* _Stated exercise_:
Please answer these questions about the forum thread on Messiaen's Des Canyons aux étoiles:
(a) In whose game of compositions from the 1970s did the piece come in first place?
(b) What does the poster elgar's ghost compare taking in the whole work to?
(c) Which Messiaen work does the poster Enthusiast name as the exception to never being able to settle with his music?

* _Text passage_:
──────────────────────────────

# What do you think of Messiaen's Des Canyons aux étoiles...



## Guest (Aug 12, 2018)

It came in at first place in Portamento's game of compositions from the 1970s. I know, this game was completed nearly a month ago, but I find it interesting to see how people respond to games focussing on some of the more niche areas in the classical repertoire.


----------



## Clairvoyance Enough (Jul 25, 2014)

I've been listening to Messiaen a lot more lately and his music, for me, seems to come in two types. I'm more into the beautifully haunting orchestral and choral passages that evoke awe and dread than the twitchy nervous-tick orchestral writing accompanied by a plink-planking piano. The latter stuff still sounds interesting to me, and in this piece some of the piano sections are actually striking me more than they usually do, but it's more the half of his music I struggle with than enjoy right now. I love "weird" music like this but the way its presented as a series of repetitive episodes becomes tiresome to me.


----------



## elgar's ghost (Aug 8, 2010)

Listening-wise _Des canyons aux étoiles..._ can be broken down into separate sections but taking in the whole thing is, I think, worth the perseverance - for me it's like the musical equivalent of reading a lengthy but absorbing _National Geographic_ article.


----------



## Enthusiast (Mar 5, 2016)

I don't know.

I find Messiaen difficult. I actually dislike Turangulila - there was a brief period when I liked it a lot and then it went bad on me! - and, apart from the Quartet for the End of Time, am never able to settle with his music. I've listened to Des Canyons many times and am impressed by it. But I haven't fallen in love with it. I know (or strongly suspect) that Messiaen was a great composer ... but my time for him has not yet come.


----------



## Art Rock (Nov 28, 2009)

I don't think I voted for it even once in that game, but that was because there were other compositions in the game that I liked better. I like Messiaen in general, and this is one of his better works for my taste.


----------



## Portamento (Dec 8, 2016)

I, like many others, agree that _Des canyons_ is one of Messiaen's greatest and grandest works. My only qualm is that IMO his piano writing relies too heavily on cluster chords and long periods of silence. Either way, I think it deserves the top spot.


----------



## Phil loves classical (Feb 8, 2017)

Great work. Messiaen has become one of my favourite composers of all time.


----------



## Guest (Aug 13, 2018)

elgars ghost said:


> Listening-wise _Des canyons aux étoiles..._ can be broken down into separate sections but taking in the whole thing is, I think, worth the perseverance - for me it's like the musical equivalent of reading a lengthy but absorbing _National Geographic_ article.


Coincidentally, this is pretty much exactly how I feel about it as well. I do find the smaller sections satisfying in an of themselves, but the whole thing is really worth listening to in one go. The sense of timing, pacing and space of many of Messiaen's works are less linear and goal oriented than a lot of other western classical music, and launching into this enormous work can sometimes even give me a sense of culture shock because of it. Adjusting to the pace of the music is all the effort it really takes for me to listen to it.


----------



## joen_cph (Jan 17, 2010)

Quite wonderful, one of his best works. I listen to it quite regularly.

──────────────────────────────

* _Material supplied_:
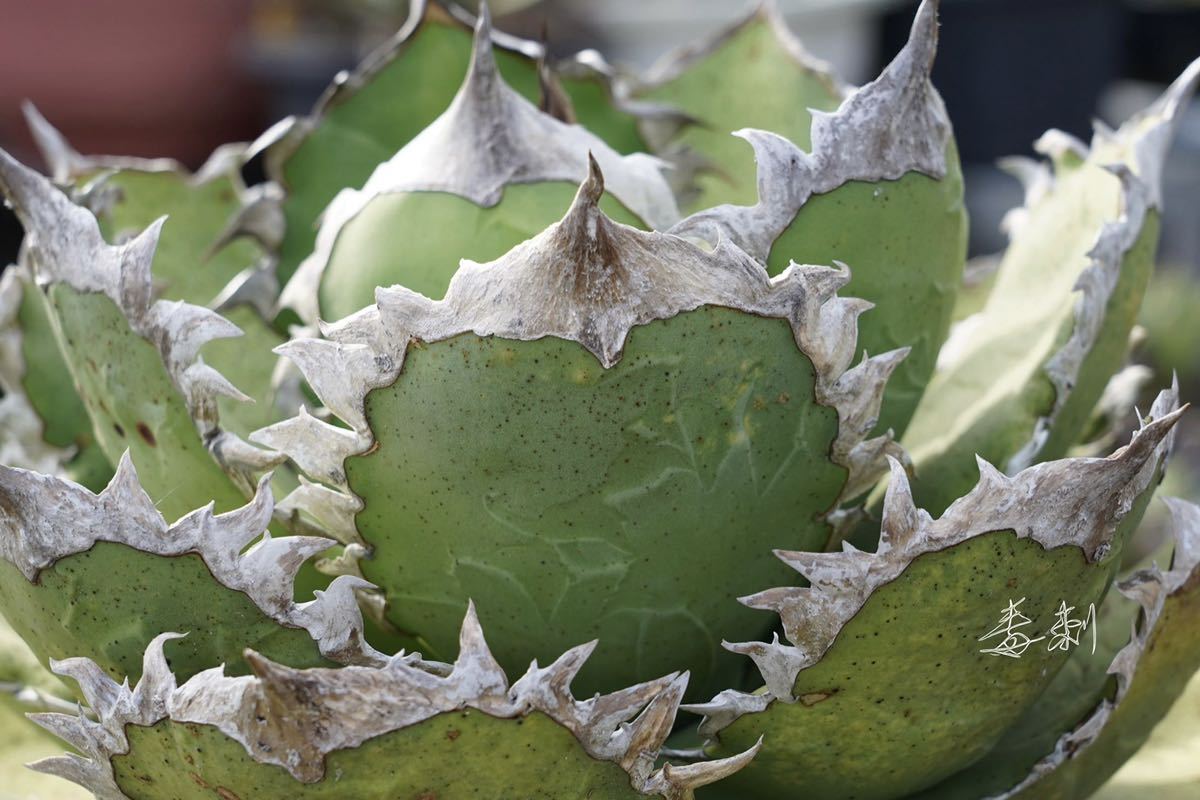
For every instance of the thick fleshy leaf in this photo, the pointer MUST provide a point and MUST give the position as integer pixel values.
(213, 242)
(42, 422)
(875, 185)
(754, 74)
(515, 168)
(895, 674)
(106, 573)
(1089, 683)
(1151, 672)
(664, 411)
(370, 114)
(441, 729)
(1017, 383)
(135, 360)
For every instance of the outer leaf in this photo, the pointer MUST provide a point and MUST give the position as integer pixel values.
(515, 168)
(879, 188)
(135, 359)
(324, 733)
(1017, 383)
(370, 114)
(37, 434)
(756, 74)
(213, 245)
(1151, 673)
(106, 573)
(601, 488)
(841, 716)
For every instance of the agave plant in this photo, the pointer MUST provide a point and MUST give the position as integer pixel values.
(515, 377)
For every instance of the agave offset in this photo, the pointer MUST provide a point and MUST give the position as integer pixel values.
(561, 391)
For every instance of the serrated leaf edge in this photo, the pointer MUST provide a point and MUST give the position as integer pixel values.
(64, 245)
(495, 138)
(1150, 589)
(587, 280)
(294, 717)
(894, 125)
(1077, 501)
(47, 518)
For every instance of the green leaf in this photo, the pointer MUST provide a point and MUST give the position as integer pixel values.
(105, 575)
(889, 206)
(515, 168)
(1151, 671)
(887, 686)
(365, 119)
(754, 74)
(1017, 383)
(388, 242)
(652, 409)
(409, 728)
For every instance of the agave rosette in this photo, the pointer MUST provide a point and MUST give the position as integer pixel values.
(493, 367)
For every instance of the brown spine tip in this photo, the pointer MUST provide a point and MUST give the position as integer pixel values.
(483, 59)
(592, 188)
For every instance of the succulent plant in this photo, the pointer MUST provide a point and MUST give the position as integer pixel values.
(503, 384)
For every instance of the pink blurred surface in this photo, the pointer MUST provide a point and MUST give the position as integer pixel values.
(127, 77)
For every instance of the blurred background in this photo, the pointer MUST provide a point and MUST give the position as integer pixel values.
(151, 78)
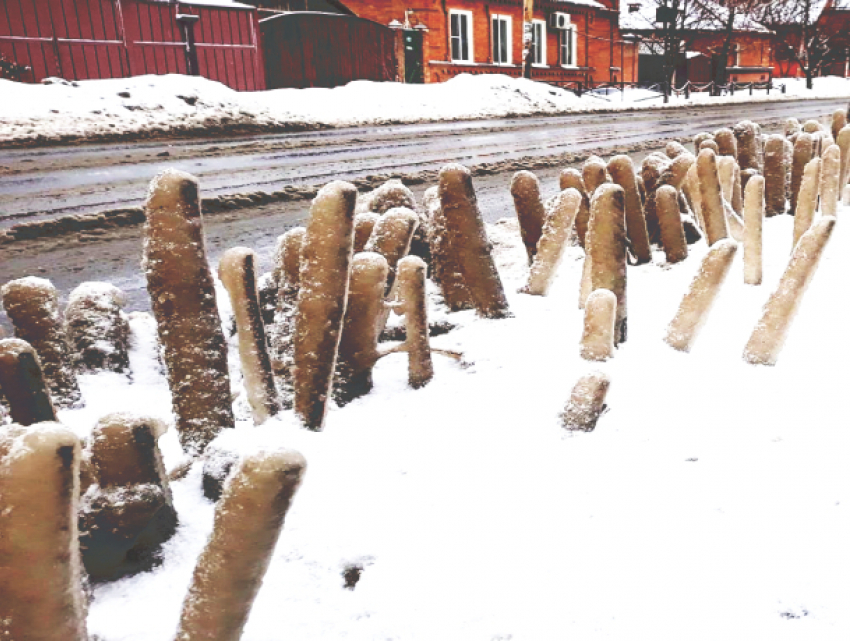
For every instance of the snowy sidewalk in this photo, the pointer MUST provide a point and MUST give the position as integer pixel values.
(180, 106)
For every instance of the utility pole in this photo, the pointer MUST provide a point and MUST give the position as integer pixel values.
(527, 36)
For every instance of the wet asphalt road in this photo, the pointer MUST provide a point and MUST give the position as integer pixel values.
(116, 256)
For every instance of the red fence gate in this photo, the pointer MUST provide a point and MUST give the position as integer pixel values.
(87, 39)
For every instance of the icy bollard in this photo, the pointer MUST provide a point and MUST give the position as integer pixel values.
(412, 303)
(607, 246)
(391, 238)
(23, 383)
(587, 402)
(727, 144)
(769, 335)
(358, 347)
(623, 173)
(553, 242)
(97, 329)
(670, 222)
(364, 224)
(321, 300)
(525, 190)
(830, 176)
(803, 154)
(774, 175)
(32, 306)
(695, 306)
(600, 314)
(469, 244)
(754, 207)
(184, 305)
(288, 267)
(237, 271)
(593, 174)
(807, 199)
(713, 211)
(127, 516)
(40, 582)
(571, 179)
(248, 520)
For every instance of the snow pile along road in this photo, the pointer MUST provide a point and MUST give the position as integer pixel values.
(710, 502)
(173, 105)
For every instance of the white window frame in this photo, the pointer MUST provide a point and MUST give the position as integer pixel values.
(573, 29)
(469, 32)
(494, 20)
(542, 24)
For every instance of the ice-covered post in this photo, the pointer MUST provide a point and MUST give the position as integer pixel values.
(607, 244)
(553, 242)
(770, 332)
(525, 190)
(695, 306)
(184, 304)
(32, 306)
(237, 271)
(753, 217)
(97, 328)
(321, 300)
(23, 384)
(41, 595)
(623, 173)
(468, 242)
(248, 520)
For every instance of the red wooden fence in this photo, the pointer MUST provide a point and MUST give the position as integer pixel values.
(87, 39)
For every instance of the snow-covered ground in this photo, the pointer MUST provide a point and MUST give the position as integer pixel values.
(183, 105)
(711, 501)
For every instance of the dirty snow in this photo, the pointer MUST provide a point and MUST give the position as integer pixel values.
(175, 105)
(711, 501)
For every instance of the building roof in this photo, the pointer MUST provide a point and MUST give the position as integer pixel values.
(700, 15)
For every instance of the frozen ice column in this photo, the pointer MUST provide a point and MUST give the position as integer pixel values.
(41, 595)
(325, 264)
(248, 520)
(184, 304)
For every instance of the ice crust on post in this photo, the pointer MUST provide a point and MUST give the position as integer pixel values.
(32, 306)
(525, 190)
(411, 289)
(127, 514)
(40, 582)
(623, 173)
(358, 347)
(248, 520)
(607, 245)
(96, 327)
(771, 331)
(468, 243)
(600, 314)
(697, 303)
(23, 384)
(587, 402)
(559, 222)
(753, 219)
(288, 265)
(325, 264)
(237, 271)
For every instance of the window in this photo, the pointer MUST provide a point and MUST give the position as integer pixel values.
(567, 42)
(501, 40)
(538, 42)
(461, 35)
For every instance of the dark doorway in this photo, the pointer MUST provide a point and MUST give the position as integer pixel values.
(413, 72)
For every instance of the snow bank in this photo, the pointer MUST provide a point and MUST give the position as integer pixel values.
(174, 105)
(710, 502)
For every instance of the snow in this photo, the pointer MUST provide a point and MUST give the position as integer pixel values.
(710, 502)
(173, 105)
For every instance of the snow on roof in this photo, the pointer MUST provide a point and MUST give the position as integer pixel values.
(700, 15)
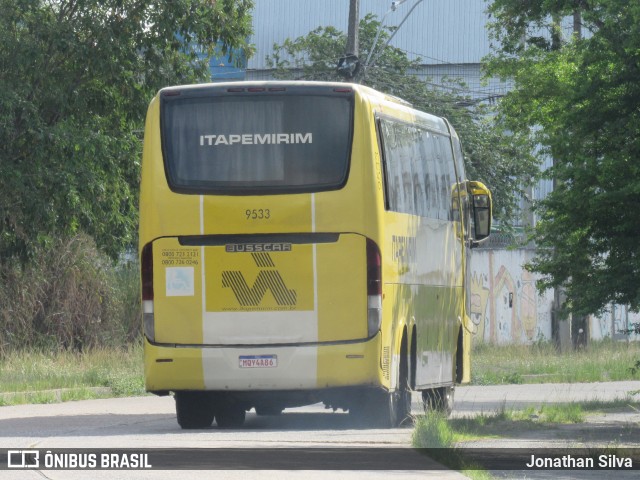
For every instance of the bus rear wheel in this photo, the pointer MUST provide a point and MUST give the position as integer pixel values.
(438, 399)
(194, 409)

──────────────────────────────

* _Task solution_:
(a) Portamento's game.
(b) Reading a lengthy but absorbing National Geographic article.
(c) The Quartet for the End of Time.